▶ _SELECTED EXCERPT_

== Segment start ==

TV Senado
- Type: Free-to-air television channel
- Country: Brazil

Programming
- Language: Portuguese
- Picture format: HDTV 1080i (downscaled to 480i for the SD feed)

Ownership
- Owner: Brazilian Senate

History
- Launched: 5 February 1996

Links
- Website: senado.gov.br/tv

Availability

Terrestrial
- Digital terrestrial television: 50 UHF (Brasília)

YouTube information
- Channel: TV Senado;
- Years active: 2010–present
- Genre: Politics
- Subscribers: 764 thousand
- Views: 117 million

= TV Senado =

Brazilian legislative television network

TV Senado (Portuguese for Senate TV) is a Brazilian television network responsible for broadcasting activity from the Brazilian Senate. It was created in 1996 by the Brazilian Senate. The channel broadcasts 24h from the Senate.

TV Senado broadcasts on YouTube, on its own channel started in December 2010. During the impeachment of Dilma Rousseff and her subsequent removal from office in late 2016, the channel surpassed 100 thousand subscribers, for which they later received the Silver Play Button. The channel surpassed 500 thousand subscribers in March 2020.

Public interest for TV Senado went up again after the start of the COVID-19 CPI, an investigation on omissions and irregularities in federal government spending during the COVID-19 pandemic in Brazil. As of May 2021, the channel has over 760 thousand subscribers.

== Segment end ==

▶ _ASSIGNED TASK A_
According to the TV Senado entry, in what month and year did the channel pass 500 thousand YouTube subscribers?
▶ _ASSIGNED TASK B_
Reproduce word for word the part of the TV Senado entry starting with "Brazilian legislative television" and going on through "from the Senate.".
The material placed after the TV Senado entry has no connection to it.

▶ _INFORMATION SUPPLIED_
== Segment start ==

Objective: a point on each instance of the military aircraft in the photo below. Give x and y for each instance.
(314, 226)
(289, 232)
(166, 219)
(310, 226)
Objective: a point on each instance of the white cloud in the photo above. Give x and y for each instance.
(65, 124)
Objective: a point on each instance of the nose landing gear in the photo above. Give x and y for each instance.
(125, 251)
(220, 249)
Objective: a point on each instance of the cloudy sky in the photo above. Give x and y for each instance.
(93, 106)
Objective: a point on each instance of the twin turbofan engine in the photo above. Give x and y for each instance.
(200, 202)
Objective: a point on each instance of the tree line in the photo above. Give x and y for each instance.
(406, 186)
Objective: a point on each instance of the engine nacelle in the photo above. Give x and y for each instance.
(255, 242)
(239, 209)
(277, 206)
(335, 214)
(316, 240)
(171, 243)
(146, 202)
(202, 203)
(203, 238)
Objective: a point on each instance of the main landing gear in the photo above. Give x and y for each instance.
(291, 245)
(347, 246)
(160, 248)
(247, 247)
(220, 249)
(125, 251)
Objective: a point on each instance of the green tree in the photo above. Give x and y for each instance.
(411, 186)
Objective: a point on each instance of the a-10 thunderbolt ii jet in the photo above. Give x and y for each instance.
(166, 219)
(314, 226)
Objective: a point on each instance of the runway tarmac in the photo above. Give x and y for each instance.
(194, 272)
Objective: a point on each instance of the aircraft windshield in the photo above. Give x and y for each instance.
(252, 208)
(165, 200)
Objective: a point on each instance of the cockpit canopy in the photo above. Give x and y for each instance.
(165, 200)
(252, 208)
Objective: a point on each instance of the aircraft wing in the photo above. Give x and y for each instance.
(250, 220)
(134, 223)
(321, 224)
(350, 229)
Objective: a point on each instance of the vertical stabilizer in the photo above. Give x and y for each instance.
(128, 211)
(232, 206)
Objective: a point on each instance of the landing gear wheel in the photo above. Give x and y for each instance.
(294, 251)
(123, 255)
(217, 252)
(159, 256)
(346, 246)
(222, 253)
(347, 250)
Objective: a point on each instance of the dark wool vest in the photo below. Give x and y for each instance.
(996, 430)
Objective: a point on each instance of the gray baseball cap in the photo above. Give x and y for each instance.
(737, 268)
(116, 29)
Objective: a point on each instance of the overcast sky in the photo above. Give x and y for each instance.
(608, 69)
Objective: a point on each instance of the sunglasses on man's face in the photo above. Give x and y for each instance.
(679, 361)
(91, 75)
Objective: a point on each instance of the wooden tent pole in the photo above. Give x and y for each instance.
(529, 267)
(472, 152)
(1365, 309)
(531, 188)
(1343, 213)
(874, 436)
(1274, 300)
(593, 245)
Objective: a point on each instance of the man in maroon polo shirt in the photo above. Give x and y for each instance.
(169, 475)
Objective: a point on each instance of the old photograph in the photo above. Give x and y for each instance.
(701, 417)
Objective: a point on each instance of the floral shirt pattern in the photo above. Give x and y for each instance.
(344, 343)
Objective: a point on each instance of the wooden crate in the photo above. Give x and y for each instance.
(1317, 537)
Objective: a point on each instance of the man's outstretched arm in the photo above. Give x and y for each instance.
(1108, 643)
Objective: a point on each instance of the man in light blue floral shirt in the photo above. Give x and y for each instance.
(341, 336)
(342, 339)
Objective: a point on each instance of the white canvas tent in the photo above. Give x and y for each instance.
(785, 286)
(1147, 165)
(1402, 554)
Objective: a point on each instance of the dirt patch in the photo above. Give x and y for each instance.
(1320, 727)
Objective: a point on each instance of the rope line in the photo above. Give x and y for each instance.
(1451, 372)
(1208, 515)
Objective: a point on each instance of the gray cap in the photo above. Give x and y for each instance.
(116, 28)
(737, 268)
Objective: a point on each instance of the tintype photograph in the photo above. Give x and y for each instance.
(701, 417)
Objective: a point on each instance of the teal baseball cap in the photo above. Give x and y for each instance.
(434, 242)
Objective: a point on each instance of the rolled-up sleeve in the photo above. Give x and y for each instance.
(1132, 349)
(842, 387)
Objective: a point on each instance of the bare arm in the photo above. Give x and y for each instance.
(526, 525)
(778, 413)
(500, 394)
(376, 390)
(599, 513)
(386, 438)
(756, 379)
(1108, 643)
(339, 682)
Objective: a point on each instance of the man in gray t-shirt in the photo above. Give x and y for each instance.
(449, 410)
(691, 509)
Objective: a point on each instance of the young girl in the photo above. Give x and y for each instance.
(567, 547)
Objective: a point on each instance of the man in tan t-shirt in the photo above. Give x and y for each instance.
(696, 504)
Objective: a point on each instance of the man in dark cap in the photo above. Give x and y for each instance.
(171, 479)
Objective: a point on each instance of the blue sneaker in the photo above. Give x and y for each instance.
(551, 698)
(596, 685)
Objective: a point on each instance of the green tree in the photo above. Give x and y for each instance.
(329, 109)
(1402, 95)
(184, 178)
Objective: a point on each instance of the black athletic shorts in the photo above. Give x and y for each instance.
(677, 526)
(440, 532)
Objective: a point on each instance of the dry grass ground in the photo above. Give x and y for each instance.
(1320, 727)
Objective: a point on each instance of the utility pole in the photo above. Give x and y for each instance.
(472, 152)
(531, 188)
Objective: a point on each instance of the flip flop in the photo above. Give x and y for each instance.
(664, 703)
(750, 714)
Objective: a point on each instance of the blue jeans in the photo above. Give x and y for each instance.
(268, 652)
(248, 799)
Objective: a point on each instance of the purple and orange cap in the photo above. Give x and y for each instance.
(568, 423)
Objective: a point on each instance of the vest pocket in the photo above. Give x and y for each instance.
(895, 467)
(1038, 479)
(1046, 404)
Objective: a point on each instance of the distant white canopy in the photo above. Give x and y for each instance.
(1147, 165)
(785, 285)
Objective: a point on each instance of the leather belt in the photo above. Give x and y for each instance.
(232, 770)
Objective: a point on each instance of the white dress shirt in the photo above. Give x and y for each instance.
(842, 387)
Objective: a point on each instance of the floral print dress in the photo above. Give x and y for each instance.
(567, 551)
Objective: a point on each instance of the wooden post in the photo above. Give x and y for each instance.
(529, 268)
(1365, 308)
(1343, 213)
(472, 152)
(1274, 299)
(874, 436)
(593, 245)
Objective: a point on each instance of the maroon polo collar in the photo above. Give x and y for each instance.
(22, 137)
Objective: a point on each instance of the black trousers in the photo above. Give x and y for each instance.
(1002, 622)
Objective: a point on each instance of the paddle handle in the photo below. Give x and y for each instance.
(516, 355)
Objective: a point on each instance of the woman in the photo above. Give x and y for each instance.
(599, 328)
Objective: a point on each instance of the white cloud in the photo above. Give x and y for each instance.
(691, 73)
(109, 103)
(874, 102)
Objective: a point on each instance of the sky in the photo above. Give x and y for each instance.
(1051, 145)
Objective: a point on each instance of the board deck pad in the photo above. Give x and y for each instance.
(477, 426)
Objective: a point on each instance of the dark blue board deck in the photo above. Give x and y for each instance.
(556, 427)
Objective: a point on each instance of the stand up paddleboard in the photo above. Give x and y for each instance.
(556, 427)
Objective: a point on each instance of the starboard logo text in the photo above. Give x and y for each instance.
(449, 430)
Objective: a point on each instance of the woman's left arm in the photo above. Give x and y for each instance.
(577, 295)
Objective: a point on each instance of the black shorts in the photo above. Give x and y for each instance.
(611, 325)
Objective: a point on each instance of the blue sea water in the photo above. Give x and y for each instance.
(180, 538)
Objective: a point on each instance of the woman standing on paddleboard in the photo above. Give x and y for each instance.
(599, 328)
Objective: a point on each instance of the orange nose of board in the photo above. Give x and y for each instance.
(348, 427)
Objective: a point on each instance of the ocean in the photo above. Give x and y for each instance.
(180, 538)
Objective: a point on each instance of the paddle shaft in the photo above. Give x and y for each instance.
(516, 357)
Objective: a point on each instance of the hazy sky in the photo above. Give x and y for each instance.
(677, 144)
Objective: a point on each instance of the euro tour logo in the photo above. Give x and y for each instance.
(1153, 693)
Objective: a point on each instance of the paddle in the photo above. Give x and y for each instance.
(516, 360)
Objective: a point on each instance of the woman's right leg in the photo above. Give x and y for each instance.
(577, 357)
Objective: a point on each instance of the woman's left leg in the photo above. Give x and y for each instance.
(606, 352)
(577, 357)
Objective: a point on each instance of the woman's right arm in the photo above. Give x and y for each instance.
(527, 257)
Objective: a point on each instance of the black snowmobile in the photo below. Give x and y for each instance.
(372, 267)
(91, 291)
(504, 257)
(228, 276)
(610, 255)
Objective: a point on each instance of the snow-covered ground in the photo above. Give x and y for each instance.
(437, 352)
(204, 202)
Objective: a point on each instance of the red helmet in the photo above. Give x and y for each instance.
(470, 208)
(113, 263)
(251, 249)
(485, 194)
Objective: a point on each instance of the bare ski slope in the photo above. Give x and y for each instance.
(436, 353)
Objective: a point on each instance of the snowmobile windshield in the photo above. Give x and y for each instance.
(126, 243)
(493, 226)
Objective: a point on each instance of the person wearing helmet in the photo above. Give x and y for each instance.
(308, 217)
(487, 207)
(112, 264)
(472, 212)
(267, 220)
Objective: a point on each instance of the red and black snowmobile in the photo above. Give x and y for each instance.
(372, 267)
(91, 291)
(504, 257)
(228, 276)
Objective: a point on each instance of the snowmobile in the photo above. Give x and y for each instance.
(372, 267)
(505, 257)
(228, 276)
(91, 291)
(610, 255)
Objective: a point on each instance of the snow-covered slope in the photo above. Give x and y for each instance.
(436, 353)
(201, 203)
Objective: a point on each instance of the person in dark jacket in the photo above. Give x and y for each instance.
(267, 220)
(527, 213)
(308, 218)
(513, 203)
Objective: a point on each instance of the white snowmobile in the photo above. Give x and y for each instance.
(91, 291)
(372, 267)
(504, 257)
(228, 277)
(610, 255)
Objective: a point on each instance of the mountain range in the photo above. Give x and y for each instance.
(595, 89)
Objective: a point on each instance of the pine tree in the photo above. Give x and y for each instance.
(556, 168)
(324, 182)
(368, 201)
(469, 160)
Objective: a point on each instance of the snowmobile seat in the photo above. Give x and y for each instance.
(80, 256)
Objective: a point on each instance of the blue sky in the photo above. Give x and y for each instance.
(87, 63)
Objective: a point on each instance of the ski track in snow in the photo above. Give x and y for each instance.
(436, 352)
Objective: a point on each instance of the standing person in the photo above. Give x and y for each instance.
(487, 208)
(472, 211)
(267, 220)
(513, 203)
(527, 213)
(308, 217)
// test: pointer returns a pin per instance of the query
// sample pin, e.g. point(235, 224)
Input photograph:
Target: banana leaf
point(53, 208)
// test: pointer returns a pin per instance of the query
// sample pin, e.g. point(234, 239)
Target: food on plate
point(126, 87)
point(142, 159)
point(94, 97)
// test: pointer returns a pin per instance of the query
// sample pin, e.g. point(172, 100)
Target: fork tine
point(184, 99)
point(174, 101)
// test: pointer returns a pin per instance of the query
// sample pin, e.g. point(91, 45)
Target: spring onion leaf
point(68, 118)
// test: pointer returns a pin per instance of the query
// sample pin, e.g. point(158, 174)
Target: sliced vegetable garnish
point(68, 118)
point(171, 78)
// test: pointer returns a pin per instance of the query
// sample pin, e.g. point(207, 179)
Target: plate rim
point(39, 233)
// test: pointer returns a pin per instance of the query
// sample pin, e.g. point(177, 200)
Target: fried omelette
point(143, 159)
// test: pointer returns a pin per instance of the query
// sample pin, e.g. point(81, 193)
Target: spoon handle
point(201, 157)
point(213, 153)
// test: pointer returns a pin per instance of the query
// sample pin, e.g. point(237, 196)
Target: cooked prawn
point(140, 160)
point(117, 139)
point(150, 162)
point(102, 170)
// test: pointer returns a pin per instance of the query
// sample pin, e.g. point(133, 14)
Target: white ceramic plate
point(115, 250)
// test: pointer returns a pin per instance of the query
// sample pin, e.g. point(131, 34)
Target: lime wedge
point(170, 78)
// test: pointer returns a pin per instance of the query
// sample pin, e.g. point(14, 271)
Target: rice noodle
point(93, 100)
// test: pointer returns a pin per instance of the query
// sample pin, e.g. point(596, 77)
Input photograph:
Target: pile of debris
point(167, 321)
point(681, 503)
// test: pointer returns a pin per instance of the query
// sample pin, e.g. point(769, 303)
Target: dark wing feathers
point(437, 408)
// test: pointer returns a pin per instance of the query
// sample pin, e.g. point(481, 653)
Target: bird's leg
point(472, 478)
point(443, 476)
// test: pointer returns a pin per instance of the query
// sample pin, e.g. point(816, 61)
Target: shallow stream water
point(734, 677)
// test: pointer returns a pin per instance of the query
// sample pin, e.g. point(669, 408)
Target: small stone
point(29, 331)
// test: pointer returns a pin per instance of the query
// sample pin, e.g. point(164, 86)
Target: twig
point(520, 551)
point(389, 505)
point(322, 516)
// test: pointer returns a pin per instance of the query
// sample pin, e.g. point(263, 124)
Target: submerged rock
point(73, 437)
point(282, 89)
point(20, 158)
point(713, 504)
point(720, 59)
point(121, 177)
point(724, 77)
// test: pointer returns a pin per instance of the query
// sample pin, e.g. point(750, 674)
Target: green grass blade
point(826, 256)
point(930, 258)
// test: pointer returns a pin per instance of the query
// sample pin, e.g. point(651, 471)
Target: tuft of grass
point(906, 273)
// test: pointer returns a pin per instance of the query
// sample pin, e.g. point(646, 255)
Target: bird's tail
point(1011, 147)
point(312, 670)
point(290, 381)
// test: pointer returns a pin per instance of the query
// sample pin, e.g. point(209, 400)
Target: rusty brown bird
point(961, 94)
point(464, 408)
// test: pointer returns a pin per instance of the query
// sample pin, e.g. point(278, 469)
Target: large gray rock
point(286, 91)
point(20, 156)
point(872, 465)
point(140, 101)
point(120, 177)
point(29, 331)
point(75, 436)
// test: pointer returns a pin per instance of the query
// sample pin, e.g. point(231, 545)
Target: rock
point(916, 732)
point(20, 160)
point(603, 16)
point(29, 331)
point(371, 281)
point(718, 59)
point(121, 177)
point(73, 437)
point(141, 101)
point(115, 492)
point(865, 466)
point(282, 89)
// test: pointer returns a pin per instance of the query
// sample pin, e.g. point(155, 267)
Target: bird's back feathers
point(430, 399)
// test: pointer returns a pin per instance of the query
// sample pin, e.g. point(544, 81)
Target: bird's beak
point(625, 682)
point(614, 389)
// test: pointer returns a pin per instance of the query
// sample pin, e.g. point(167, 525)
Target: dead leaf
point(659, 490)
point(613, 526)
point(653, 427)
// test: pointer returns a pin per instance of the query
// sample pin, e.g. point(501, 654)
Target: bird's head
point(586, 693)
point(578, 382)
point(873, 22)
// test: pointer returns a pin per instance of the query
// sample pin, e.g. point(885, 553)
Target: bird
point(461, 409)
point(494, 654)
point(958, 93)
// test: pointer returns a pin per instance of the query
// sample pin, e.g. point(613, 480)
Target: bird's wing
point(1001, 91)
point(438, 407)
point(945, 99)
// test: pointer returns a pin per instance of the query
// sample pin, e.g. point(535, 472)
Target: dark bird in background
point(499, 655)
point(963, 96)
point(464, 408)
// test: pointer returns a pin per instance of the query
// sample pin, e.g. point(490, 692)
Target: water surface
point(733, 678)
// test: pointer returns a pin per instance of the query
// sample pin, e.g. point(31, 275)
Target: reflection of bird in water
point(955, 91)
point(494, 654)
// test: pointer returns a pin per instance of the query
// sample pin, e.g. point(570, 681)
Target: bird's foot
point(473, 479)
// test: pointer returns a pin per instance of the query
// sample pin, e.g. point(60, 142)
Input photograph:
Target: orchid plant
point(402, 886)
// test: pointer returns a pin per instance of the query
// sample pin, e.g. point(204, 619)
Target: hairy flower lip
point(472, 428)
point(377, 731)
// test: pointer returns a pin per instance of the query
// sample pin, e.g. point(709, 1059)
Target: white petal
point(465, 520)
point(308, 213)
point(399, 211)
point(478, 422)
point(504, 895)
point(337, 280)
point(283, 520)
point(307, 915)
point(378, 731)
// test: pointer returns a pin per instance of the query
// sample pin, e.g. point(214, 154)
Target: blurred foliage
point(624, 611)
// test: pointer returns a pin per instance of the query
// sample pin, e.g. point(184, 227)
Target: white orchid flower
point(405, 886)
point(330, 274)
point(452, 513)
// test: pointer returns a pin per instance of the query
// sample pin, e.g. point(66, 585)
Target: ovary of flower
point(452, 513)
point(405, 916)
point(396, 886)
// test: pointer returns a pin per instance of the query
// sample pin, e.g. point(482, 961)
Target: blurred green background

== Segment end ==

▶ _WRITTEN REPLY A_
March 2020.

▶ _WRITTEN REPLY B_
Brazilian legislative television network

TV Senado (Portuguese for Senate TV) is a Brazilian television network responsible for broadcasting activity from the Brazilian Senate. It was created in 1996 by the Brazilian Senate. The channel broadcasts 24h from the Senate.